Consigne 1:
Citez mot pour mot l'hommage à Guy Cellérier, en commençant par « Dans une conception » et en allant jusqu'à « mesure du développement. ».
··· Extrait du document ···
Guy est un maître et un ami. Il fait partie de ces personnes avec
lesquelles la présence et le dialogue se poursuivent au-delà de
leur absence. Il habitait
littéralement l’œuvre de Piaget, mais le
Piaget qu’il habitait n’était pas un
refuge, un “logement de fonction”, mais une
ouverture sur le monde.
Co-directeur du Centre d’Épistémologie
de Genève, il a pleinement rempli la
mission que lui avait donné “le patron”.
Il s’agissait de relier ses travaux
sur la psychogenèse des enfants avec les avancées
produites par le modèle
cybernétique à la fin des années 60.
La thèse de Guy Cellérier parue dans “Cybernétique et
Épistémologie” aux PUF en 1968 a
montré qu’il y avait grand
profit à se pencher sur
l’épistémologie des machines
cybernétiques. Il y avait
même là une méthode de
contrôle expérimentale fournissant le
complément indispensable de l’épistémologie
génétique pratiquée sur le vivant et
son développement spontané.
En réalisant ce lien avec le vivant,
Guy opérait une avancée
épistémologique fondamentale qui me
paraît actuelle et
prophétique dans les débats autour de
l’Intelligence Artificielle et les
Sciences Cognitives, leur rôle et leurs limites. Il sortait
le cybernétique
d’une vision mécaniciste
réservée aux ingénieurs, incompatible
dans cette visée, avec les systèmes vivants ouverts
à l’information et à
l’évolution. Il
revient en effet à Guy le mérite
d’avoir donné une vision fonctionnaliste et
cybernétique de
l’épistémologie piagétienne.
Dans une conception qu’on pourrait
appeler néo-piagétienne, et qu’il a
qualifié de pluriconstructiviste, les
stades de Piaget fonctionnent par vagues successives
emboîtées les unes dans
les autres. Ils sont ainsi dirigés, plus
précisément gouvernés par
différents systèmes de valeurs (“value governed
system” comme Guy se plaisait à dire),
éthologiques et praxiques au début puis
esthétiques, aléthiques et éthiques au
fur et à mesure du développement.
··· Enregistrements associés ···
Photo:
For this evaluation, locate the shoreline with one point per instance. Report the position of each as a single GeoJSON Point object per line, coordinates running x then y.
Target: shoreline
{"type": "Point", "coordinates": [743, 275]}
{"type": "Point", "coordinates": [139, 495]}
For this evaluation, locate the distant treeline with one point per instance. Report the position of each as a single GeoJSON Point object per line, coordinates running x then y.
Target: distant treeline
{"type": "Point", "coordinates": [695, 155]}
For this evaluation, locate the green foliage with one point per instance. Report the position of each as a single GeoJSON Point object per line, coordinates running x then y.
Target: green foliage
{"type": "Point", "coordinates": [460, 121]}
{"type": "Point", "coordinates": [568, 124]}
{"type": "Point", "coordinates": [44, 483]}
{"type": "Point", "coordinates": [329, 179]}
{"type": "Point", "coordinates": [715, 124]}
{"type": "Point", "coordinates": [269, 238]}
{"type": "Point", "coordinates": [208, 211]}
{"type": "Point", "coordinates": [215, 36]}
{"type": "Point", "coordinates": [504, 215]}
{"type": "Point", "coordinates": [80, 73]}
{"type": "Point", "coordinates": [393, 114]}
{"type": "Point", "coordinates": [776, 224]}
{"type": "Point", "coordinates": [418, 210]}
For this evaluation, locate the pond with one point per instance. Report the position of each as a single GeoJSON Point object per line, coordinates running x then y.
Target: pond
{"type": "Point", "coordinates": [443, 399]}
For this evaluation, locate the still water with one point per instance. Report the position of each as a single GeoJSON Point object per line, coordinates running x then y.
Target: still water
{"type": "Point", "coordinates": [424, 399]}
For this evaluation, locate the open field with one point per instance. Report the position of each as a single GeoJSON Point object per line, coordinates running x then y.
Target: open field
···
Consigne 2:
Modifiez les enregistrements en partant de la ligne qui contient « For this evaluation, locate the pond » et en allant jusqu'à la fin des enregistrements. Remplacez-y « For this evaluation » par « For this test » et redonnez seulement ces lignes, sans rien changer d'autre.

Réponse 1:
Dans une conception qu’on pourrait
appeler néo-piagétienne, et qu’il a
qualifié de pluriconstructiviste, les
stades de Piaget fonctionnent par vagues successives
emboîtées les unes dans
les autres. Ils sont ainsi dirigés, plus
précisément gouvernés par
différents systèmes de valeurs (“value governed
system” comme Guy se plaisait à dire),
éthologiques et praxiques au début puis
esthétiques, aléthiques et éthiques au
fur et à mesure du développement.

Réponse 2:
For this test, locate the pond with one point per instance. Report the position of each as a single GeoJSON Point object per line, coordinates running x then y.
Target: pond
{"type": "Point", "coordinates": [443, 399]}
For this test, locate the still water with one point per instance. Report the position of each as a single GeoJSON Point object per line, coordinates running x then y.
Target: still water
{"type": "Point", "coordinates": [424, 399]}
For this test, locate the open field with one point per instance. Report the position of each as a single GeoJSON Point object per line, coordinates running x then y.
Target: open field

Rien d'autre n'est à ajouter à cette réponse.